Requirement
Pick out every line below that contains the string "slope" and copy each one in full. Match the case exactly.

=======

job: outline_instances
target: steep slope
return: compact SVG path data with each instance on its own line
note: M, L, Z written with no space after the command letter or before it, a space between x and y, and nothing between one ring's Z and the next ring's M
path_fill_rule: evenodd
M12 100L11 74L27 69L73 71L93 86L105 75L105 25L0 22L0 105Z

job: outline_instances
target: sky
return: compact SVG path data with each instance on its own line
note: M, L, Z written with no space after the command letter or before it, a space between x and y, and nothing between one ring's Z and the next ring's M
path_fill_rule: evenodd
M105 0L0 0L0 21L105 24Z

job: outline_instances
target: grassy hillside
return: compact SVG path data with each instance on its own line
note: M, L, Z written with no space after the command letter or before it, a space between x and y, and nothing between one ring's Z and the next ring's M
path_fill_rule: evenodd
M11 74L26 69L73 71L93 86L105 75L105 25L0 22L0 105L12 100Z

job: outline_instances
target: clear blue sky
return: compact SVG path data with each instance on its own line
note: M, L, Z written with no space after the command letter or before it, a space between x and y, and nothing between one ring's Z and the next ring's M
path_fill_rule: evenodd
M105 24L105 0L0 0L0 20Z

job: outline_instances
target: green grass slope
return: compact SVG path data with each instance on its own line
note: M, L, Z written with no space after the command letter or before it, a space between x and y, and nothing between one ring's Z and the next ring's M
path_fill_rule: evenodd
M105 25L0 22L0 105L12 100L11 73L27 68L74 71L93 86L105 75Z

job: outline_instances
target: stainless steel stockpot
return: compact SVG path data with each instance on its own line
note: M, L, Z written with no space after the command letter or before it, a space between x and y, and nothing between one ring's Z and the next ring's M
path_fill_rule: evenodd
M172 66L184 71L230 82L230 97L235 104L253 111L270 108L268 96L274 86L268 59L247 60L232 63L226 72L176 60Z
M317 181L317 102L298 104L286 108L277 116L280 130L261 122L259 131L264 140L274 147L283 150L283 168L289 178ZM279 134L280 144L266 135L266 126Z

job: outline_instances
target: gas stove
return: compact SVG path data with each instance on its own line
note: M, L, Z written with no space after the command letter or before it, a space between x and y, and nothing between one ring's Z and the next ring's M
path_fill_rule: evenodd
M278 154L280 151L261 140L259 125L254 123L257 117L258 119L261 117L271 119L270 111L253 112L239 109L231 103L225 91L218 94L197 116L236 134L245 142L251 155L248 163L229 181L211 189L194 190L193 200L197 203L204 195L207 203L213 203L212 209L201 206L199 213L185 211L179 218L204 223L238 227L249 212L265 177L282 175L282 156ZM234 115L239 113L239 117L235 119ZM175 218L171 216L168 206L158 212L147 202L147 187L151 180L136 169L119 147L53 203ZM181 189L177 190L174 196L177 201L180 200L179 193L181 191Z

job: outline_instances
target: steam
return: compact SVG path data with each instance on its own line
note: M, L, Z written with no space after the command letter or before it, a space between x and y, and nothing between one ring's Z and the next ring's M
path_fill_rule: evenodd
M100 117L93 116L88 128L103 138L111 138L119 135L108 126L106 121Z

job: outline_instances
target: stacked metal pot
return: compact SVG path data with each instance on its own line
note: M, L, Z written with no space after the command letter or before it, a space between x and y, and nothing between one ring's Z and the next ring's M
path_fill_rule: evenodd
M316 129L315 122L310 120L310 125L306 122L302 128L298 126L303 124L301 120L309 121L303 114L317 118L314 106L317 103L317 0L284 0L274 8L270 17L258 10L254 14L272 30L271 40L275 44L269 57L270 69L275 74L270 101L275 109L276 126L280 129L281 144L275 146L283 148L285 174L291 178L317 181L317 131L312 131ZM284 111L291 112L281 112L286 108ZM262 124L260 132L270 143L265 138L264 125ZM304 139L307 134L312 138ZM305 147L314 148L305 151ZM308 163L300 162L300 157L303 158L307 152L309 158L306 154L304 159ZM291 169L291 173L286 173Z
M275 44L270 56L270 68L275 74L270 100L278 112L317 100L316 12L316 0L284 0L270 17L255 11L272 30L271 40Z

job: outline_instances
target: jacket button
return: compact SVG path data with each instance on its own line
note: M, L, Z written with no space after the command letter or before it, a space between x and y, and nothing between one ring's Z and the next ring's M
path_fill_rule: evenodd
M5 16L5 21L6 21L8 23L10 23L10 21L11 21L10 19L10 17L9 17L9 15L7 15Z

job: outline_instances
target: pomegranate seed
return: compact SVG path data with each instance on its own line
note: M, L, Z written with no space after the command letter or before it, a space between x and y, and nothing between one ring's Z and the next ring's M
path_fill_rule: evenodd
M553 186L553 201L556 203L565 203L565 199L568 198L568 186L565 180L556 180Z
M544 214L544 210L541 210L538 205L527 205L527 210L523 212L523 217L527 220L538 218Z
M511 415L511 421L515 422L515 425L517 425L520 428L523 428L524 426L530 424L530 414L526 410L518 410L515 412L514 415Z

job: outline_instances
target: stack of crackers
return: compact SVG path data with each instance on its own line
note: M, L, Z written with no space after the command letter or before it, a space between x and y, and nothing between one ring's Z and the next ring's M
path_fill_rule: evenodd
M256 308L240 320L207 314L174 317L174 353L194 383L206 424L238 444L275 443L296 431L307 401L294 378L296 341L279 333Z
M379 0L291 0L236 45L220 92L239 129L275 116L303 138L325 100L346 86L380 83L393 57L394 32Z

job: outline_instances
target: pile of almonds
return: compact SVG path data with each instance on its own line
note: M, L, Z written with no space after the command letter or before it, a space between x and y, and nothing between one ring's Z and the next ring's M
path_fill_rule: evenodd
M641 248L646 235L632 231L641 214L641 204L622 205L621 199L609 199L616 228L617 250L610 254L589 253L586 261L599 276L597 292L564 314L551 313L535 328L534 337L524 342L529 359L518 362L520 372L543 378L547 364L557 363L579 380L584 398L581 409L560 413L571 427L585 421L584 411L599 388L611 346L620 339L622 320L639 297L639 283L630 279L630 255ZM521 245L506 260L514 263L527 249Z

=======

Exercise response
target: steep slope
target: green grass slope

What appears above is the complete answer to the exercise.